SELECTED EXTRACT START

International Women’s Day

Today is International Women’s Day. I am old enough to remember a time when women were not allowed to join the Navy (I remember a school careers fair in the mid 1980s when we could have the Navy there as women were now allowed to join, but not go on ships). I remember when women’s sport was not televised, or indeed recognised as proper sport in the media. Unless you were a gymnast. Throughout my half century on this planet, I have seen changes in the way women are treated, and I have seen huge breakthroughs.

However, as much as things may change, too many have stayed the same. There is not equality (yet). Just last summer I went to a DIY chain to look at paint. I was told about the colours, my son was told about the durability and how to clean the brushes and more ‘technical’ aspects. He was 17. He only came along for the ride.

Our sons (now adults) stand up for women, they shout down misogyny and they fight for equality. I chose to work part time when our eldest was born, so they could have seen this as the norm, but they don’t. They see a women’s right to choose to be have a career, a family or both. Our youngest has come home this evening saying how a peer wrote a comment about how today was the only woman’s day. Even when things like this are said in jest, it’s a derogatory comment, and adds fuel to the fire.

As readers of the blog may know, I have started a part time doctorate. My elderly grandmother was very pleased when I told her that I had got onto the course, and she then told me that ‘I was so lucky to have a husband who would let me do it’. Thing is, she has a point! I didn’t need permission to do the course and my husband & children encouraged me to apply, but I know there are still some people my age who would not have the support of their partner to pick up the slack when they are studying. An older male relative asked if I would be calling ‘Doctor Salt’ when I graduate – I wonder if he would have asked the same thing to a man?

SELECTED EXTRACT END

* **WORK TO COMPLETE**:
#1 Translate this sentence from the blog post into Spanish: "I remember when women's sport was not televised, or indeed recognised as proper sport in the media."
#2 Restate the paragraph of the blog post beginning "Our sons (now adults)" as a short bulleted list that keeps its main facts.
#3 Reproduce the portion of the blog post starting at "However, as much" and ending at "to the fire.".
The rows after the blog post are separate material.

DATASET START

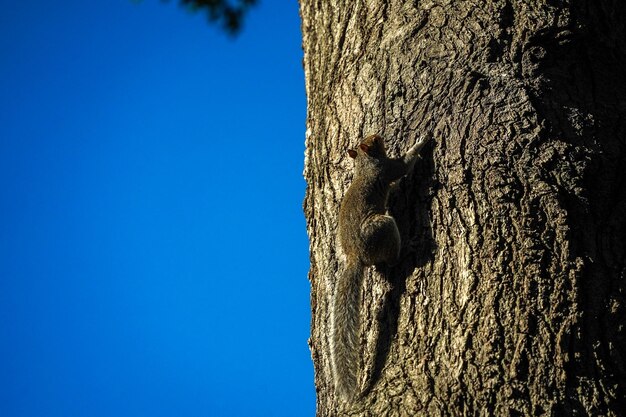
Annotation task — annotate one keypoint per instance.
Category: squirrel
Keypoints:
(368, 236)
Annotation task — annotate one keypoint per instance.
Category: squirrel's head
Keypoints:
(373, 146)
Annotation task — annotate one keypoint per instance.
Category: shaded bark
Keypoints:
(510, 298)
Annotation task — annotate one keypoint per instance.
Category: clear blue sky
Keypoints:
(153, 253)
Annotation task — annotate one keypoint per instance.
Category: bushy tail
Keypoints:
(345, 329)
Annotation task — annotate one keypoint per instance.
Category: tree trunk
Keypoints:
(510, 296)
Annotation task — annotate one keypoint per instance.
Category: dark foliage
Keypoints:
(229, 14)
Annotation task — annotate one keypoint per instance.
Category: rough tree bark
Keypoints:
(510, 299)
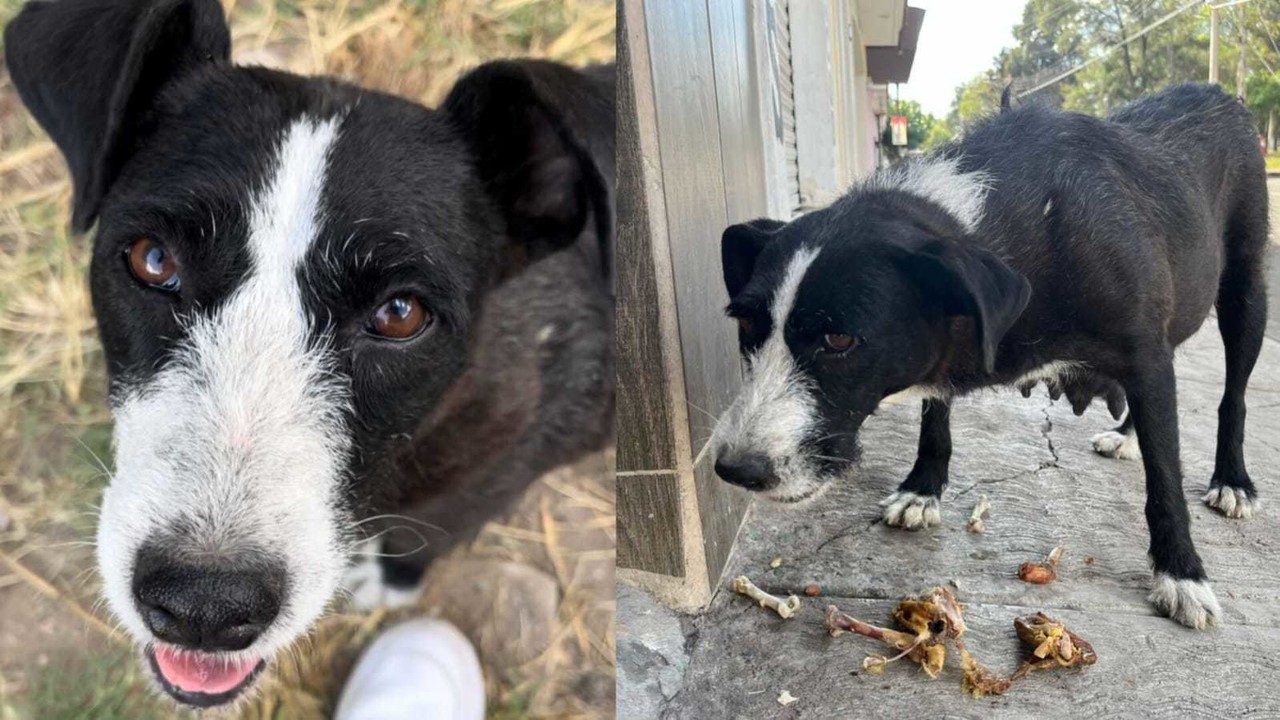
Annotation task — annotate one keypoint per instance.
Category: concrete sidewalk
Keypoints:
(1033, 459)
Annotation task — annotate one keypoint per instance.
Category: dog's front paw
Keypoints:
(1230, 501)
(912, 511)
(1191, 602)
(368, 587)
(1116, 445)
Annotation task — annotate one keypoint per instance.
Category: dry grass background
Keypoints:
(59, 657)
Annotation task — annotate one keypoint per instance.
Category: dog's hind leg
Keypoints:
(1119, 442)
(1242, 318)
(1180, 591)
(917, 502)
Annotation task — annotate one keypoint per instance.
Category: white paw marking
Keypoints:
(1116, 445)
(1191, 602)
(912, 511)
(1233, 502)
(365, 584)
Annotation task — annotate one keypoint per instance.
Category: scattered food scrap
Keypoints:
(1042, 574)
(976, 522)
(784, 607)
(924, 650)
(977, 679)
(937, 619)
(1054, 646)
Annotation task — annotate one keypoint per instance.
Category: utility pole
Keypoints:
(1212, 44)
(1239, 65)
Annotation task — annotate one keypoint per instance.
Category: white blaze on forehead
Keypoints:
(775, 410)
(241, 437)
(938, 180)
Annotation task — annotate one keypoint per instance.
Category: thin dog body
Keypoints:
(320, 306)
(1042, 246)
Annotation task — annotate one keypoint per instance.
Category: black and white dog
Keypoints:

DATASET END

* **EXERCISE SOLUTIONS**:
#1 Recuerdo cuando el deporte femenino no se televisaba, ni tampoco se reconocía como un deporte de verdad en los medios de comunicación.

#2
- The author's adult sons stand up for women, shout down misogyny and fight for equality.
- The author worked part time after the eldest was born, yet the sons do not treat this as the norm.
- They see a woman's right to choose a career, a family or both.
- The youngest reported that a peer had commented that today was the only woman's day.
- The author considers such remarks derogatory even in jest, because they add fuel to the fire.

#3
However, as much as things may change, too many have stayed the same. There is not equality (yet). Just last summer I went to a DIY chain to look at paint. I was told about the colours, my son was told about the durability and how to clean the brushes and more ‘technical’ aspects. He was 17. He only came along for the ride.

Our sons (now adults) stand up for women, they shout down misogyny and they fight for equality. I chose to work part time when our eldest was born, so they could have seen this as the norm, but they don’t. They see a women’s right to choose to be have a career, a family or both. Our youngest has come home this evening saying how a peer wrote a comment about how today was the only woman’s day. Even when things like this are said in jest, it’s a derogatory comment, and adds fuel to the fire.